## Direction:
Report only the number of lines in the items below that contain the string "vest".

====

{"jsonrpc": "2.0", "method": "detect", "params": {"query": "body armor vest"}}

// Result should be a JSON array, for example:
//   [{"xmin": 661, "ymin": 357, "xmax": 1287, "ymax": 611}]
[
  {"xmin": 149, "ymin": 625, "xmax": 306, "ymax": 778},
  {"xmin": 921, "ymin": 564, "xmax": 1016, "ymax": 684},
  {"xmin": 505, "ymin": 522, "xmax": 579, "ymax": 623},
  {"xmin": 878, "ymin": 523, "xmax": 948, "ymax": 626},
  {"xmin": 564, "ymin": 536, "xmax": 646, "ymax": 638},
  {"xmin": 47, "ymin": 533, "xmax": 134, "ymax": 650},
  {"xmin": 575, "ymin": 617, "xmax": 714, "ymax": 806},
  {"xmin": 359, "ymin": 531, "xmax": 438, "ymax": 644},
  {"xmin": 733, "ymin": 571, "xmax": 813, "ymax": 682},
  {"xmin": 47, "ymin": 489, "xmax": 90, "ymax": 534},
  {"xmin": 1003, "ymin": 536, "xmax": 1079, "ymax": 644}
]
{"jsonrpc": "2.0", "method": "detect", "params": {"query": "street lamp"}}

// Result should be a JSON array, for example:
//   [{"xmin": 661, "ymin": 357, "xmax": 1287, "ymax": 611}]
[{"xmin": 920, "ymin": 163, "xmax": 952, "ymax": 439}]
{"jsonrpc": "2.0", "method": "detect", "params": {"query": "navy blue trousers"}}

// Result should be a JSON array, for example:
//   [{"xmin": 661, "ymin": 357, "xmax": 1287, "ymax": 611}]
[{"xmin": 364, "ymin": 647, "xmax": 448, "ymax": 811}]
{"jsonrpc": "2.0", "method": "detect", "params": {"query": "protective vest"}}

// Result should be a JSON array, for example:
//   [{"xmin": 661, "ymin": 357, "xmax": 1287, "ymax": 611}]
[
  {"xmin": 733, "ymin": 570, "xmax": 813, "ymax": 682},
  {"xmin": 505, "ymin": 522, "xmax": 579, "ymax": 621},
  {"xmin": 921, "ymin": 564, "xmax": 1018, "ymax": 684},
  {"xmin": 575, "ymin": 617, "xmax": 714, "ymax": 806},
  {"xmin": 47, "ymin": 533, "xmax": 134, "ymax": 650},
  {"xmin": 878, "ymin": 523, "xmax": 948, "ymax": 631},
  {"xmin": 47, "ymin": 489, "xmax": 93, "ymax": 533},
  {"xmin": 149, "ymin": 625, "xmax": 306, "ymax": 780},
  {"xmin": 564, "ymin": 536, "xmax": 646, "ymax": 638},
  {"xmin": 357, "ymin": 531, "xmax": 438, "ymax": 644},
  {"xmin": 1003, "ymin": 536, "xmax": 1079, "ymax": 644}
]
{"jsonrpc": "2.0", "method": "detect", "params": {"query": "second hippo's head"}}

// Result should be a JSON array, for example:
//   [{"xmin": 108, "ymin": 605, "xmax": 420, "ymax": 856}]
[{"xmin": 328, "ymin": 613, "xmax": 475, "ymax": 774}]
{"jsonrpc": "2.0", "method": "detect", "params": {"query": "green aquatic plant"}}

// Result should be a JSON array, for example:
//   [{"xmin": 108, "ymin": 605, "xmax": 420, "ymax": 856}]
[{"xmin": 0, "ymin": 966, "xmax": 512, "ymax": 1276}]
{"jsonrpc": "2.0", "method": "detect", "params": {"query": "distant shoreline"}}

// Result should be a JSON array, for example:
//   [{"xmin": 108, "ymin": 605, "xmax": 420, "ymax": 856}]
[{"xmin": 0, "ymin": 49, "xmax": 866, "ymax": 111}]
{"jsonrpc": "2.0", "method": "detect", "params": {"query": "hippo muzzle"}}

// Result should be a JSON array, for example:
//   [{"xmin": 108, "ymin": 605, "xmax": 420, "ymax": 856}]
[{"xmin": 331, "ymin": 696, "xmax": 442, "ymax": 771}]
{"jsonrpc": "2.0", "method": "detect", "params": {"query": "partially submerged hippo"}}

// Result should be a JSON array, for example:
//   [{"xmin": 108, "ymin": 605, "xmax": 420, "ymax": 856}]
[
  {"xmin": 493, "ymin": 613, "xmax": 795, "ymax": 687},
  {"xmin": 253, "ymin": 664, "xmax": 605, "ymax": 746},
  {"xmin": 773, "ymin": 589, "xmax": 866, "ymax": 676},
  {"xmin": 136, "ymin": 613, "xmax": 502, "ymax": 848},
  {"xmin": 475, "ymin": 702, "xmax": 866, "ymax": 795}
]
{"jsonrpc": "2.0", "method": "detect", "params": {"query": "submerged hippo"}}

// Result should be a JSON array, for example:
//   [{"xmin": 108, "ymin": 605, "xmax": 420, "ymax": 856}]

====

## Exercise result:
2